» **INSTRUCTIONS TO FOLLOW**:
Without the pictures, set down exactly the lines from the one that contains "If you could identify the flag pole" to the end of the entries, both included, and nothing besides.

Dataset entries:
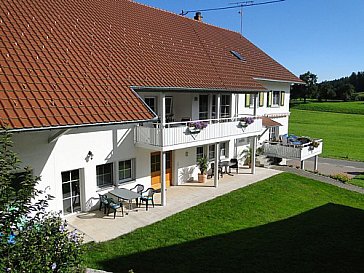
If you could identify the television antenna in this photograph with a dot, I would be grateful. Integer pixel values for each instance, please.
(235, 5)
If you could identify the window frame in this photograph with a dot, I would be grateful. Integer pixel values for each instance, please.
(276, 98)
(224, 152)
(154, 107)
(201, 153)
(225, 104)
(212, 153)
(132, 171)
(104, 174)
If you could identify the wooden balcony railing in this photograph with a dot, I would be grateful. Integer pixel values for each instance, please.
(183, 133)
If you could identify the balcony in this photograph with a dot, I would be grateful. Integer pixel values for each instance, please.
(177, 135)
(289, 151)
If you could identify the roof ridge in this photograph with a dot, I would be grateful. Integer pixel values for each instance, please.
(186, 18)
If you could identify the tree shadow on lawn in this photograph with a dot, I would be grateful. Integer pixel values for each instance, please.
(329, 238)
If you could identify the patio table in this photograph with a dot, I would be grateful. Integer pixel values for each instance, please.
(226, 164)
(125, 194)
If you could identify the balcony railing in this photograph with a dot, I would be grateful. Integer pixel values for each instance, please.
(301, 152)
(184, 133)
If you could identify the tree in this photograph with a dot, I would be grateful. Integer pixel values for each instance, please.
(346, 91)
(326, 91)
(31, 239)
(310, 90)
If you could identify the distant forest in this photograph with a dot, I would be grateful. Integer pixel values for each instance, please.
(346, 88)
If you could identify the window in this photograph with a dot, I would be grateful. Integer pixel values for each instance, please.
(199, 153)
(203, 106)
(276, 98)
(71, 191)
(155, 162)
(223, 149)
(225, 106)
(104, 175)
(126, 170)
(237, 55)
(213, 107)
(274, 133)
(151, 102)
(169, 106)
(212, 151)
(261, 99)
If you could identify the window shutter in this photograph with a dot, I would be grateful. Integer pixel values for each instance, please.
(282, 98)
(261, 99)
(269, 99)
(247, 100)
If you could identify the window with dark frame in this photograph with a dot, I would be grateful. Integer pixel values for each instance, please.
(104, 175)
(203, 107)
(151, 102)
(126, 170)
(199, 152)
(212, 151)
(225, 106)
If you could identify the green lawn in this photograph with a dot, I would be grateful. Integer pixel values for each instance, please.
(354, 107)
(343, 134)
(285, 223)
(358, 180)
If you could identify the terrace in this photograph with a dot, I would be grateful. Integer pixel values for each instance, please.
(293, 147)
(184, 134)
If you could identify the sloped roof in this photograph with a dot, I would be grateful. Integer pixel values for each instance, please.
(268, 122)
(73, 62)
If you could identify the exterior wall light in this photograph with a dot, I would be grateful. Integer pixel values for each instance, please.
(90, 155)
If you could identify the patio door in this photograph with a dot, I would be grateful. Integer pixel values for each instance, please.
(71, 194)
(155, 167)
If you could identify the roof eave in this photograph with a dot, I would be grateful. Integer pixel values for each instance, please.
(282, 81)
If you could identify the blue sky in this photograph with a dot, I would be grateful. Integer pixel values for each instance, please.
(325, 37)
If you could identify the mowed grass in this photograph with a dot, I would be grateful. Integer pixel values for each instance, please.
(343, 134)
(286, 223)
(358, 180)
(355, 107)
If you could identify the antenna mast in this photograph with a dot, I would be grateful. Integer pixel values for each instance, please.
(241, 5)
(234, 6)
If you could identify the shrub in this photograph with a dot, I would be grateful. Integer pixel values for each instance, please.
(31, 239)
(341, 177)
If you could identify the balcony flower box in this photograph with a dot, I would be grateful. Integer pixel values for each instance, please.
(196, 126)
(245, 121)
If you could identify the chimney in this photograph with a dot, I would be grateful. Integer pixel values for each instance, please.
(198, 16)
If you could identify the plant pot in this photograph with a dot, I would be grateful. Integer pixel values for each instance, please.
(202, 178)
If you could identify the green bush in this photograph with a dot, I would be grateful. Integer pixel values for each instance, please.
(31, 239)
(341, 177)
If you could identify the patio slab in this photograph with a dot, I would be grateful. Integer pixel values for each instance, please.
(99, 227)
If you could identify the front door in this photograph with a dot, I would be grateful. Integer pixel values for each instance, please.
(155, 167)
(71, 193)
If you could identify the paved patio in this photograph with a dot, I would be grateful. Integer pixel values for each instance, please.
(99, 227)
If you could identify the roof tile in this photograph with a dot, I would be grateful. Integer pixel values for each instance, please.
(73, 62)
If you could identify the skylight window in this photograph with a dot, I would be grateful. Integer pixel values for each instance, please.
(237, 55)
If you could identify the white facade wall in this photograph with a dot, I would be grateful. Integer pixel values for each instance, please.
(111, 144)
(69, 152)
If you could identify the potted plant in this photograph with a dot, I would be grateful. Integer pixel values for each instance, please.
(202, 165)
(245, 121)
(196, 126)
(248, 158)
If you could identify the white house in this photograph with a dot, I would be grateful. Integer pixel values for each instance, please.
(101, 94)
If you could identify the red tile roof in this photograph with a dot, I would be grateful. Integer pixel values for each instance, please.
(73, 62)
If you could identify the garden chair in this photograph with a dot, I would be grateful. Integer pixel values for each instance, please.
(114, 206)
(103, 202)
(234, 164)
(211, 172)
(139, 189)
(147, 196)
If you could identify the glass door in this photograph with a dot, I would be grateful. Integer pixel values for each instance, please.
(71, 191)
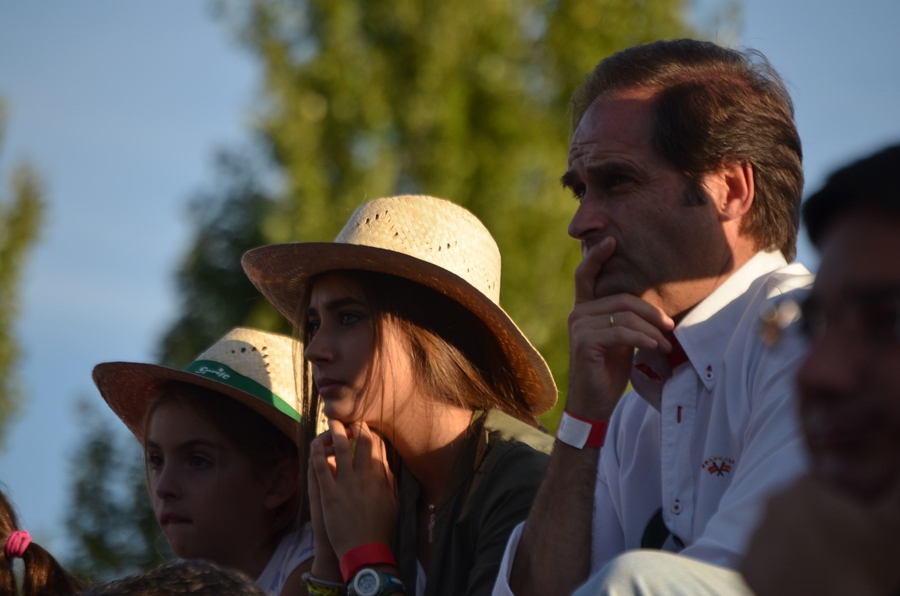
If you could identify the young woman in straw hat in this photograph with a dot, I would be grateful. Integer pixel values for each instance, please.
(220, 443)
(404, 335)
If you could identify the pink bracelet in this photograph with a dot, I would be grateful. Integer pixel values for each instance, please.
(16, 544)
(365, 555)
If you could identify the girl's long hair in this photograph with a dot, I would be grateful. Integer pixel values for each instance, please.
(44, 576)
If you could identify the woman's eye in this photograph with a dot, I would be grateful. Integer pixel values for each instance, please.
(348, 318)
(154, 461)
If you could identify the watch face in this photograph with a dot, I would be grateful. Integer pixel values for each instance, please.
(367, 583)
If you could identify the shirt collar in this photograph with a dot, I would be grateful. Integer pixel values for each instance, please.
(705, 331)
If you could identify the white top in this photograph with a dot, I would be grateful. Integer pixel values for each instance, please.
(709, 441)
(293, 550)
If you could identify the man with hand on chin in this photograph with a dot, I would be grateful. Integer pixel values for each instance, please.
(686, 164)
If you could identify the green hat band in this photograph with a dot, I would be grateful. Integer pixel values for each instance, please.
(227, 376)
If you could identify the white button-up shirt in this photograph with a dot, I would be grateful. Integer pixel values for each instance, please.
(708, 441)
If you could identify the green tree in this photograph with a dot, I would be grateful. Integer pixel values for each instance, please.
(215, 293)
(20, 221)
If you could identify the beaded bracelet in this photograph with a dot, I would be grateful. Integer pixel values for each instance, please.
(321, 587)
(365, 555)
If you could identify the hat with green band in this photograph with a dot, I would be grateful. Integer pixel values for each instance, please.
(254, 367)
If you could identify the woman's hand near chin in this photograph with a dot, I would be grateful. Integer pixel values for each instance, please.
(358, 494)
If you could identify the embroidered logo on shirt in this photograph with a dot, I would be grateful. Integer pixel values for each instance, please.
(718, 465)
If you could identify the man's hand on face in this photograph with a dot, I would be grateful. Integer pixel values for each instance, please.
(603, 334)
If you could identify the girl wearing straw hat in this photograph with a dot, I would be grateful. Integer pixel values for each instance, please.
(220, 443)
(403, 334)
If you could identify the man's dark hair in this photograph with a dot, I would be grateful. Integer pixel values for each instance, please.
(714, 105)
(869, 184)
(182, 577)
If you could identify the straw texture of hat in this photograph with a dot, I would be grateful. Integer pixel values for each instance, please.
(254, 367)
(427, 240)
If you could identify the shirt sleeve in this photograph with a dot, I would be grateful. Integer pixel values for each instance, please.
(773, 455)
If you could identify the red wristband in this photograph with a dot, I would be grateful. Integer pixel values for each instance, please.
(365, 555)
(581, 432)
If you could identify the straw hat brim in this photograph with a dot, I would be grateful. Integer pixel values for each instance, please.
(282, 272)
(129, 387)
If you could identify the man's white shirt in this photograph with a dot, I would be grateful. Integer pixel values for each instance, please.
(707, 442)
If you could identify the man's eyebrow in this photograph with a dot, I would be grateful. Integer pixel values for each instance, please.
(569, 179)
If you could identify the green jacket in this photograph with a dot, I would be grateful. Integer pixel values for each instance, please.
(489, 492)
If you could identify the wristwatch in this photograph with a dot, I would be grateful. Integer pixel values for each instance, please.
(368, 582)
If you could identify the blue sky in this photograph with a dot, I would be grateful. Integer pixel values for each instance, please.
(121, 107)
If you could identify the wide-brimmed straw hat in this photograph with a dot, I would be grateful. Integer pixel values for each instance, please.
(427, 240)
(253, 367)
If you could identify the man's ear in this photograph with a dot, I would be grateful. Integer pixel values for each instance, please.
(732, 189)
(284, 482)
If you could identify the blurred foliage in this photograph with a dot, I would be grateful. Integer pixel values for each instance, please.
(111, 523)
(228, 220)
(465, 100)
(21, 217)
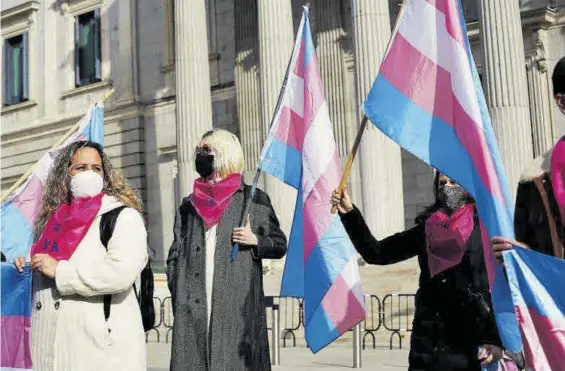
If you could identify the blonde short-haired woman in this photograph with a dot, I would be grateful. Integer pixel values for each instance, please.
(218, 303)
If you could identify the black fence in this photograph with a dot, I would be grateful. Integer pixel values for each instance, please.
(392, 314)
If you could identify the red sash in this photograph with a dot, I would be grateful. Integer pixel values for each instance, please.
(447, 237)
(212, 199)
(558, 176)
(67, 227)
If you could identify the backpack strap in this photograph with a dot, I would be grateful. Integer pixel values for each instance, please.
(555, 241)
(107, 225)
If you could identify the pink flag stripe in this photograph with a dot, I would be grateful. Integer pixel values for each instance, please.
(538, 330)
(341, 315)
(449, 9)
(437, 45)
(288, 128)
(430, 74)
(490, 261)
(14, 353)
(314, 166)
(298, 69)
(313, 92)
(28, 202)
(316, 218)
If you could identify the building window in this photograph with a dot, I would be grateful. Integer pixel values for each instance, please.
(16, 70)
(87, 48)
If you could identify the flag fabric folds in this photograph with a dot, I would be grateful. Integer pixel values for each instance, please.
(428, 98)
(15, 311)
(300, 150)
(536, 282)
(18, 215)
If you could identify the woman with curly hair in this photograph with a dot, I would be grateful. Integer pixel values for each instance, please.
(74, 271)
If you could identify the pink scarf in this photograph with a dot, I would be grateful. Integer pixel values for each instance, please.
(558, 176)
(212, 199)
(67, 227)
(446, 238)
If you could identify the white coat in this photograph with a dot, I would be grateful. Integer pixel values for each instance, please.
(68, 329)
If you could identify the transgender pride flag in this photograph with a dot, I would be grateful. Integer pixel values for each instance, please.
(300, 150)
(20, 209)
(428, 98)
(16, 234)
(536, 281)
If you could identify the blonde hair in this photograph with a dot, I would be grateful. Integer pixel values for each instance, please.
(228, 158)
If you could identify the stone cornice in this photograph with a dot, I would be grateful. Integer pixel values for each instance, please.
(21, 11)
(60, 125)
(531, 19)
(541, 18)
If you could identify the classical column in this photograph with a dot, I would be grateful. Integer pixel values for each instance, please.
(126, 90)
(193, 98)
(276, 39)
(381, 164)
(331, 55)
(506, 86)
(251, 128)
(541, 111)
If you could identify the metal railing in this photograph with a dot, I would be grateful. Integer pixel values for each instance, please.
(394, 313)
(397, 315)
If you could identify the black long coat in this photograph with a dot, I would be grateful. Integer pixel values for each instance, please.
(531, 222)
(238, 337)
(453, 309)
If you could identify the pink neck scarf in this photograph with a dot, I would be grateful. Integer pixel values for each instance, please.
(558, 176)
(67, 227)
(446, 238)
(212, 199)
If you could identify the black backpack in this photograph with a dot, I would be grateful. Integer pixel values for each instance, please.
(145, 294)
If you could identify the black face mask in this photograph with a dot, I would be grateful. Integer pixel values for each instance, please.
(204, 164)
(451, 198)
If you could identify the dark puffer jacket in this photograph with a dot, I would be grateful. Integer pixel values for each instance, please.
(453, 310)
(531, 221)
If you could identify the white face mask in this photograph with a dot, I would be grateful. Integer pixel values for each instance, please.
(86, 184)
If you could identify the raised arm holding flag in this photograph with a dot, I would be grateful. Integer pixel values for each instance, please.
(300, 150)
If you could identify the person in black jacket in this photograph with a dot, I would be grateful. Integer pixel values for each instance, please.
(538, 220)
(454, 326)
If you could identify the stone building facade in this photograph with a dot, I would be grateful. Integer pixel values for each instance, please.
(182, 67)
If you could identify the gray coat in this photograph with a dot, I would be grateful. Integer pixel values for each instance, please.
(238, 337)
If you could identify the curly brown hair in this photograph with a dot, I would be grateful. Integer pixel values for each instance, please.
(57, 187)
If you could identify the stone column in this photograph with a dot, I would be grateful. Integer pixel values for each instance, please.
(381, 164)
(126, 89)
(251, 128)
(193, 98)
(506, 86)
(276, 39)
(331, 55)
(541, 111)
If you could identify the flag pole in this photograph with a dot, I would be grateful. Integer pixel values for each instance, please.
(258, 172)
(70, 132)
(364, 120)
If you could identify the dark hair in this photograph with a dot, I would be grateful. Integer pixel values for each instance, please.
(558, 78)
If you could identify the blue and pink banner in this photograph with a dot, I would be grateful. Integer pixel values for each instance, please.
(536, 282)
(15, 310)
(18, 215)
(428, 98)
(300, 150)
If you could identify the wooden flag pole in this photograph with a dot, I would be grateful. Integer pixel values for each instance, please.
(67, 135)
(365, 119)
(351, 158)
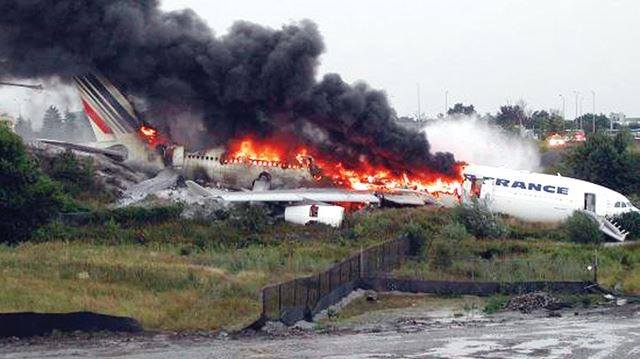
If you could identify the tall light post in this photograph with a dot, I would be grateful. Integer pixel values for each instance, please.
(563, 107)
(446, 102)
(593, 116)
(577, 94)
(419, 114)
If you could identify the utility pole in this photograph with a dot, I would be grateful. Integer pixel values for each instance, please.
(563, 107)
(446, 102)
(593, 117)
(419, 113)
(577, 94)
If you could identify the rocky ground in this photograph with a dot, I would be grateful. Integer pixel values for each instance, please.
(608, 331)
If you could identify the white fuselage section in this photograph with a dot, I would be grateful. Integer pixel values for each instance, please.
(540, 197)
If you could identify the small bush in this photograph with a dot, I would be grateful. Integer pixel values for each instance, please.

» **EXERCISE RESPONSE**:
If you could identify the flag pole in this photograph with a dot, I would be grateful. Integer pixel values for each instance, please.
(258, 172)
(70, 132)
(364, 120)
If you could identify the dark hair in this photograph with a dot, I would be grateful. Integer pixel values for each instance, please.
(558, 78)
If you could identify the blue and pink banner in this photograph with a dot, I would be grateful. Integer pixel values for each instance, please.
(536, 282)
(15, 310)
(18, 215)
(428, 98)
(300, 150)
If you could identify the wooden flag pole in this photograph with a dot, I would be grateful. Integer pixel values for each instance, please.
(67, 135)
(365, 119)
(351, 158)
If you could identify the tall light post in this photograph with a dot, I would be grateful. Integer pixel values for each instance, please.
(563, 107)
(446, 102)
(593, 116)
(577, 94)
(419, 114)
If you could identify the utility pole in this photograph with a dot, I would be grateful. Integer pixel values for each instance, please.
(563, 107)
(446, 102)
(593, 117)
(419, 113)
(577, 94)
If you could identify the rocky ground in this photograph with a dot, I would be grateful. Integer pixel values for each instance, please.
(608, 331)
If you could identify the white fuselage section in this photograph with a dot, I would be grateful. Integer pixel values for each instance, please.
(540, 197)
If you could identify the small bush in this photograph with a dot, I would be grateful. Integer pixel values for each instance, please.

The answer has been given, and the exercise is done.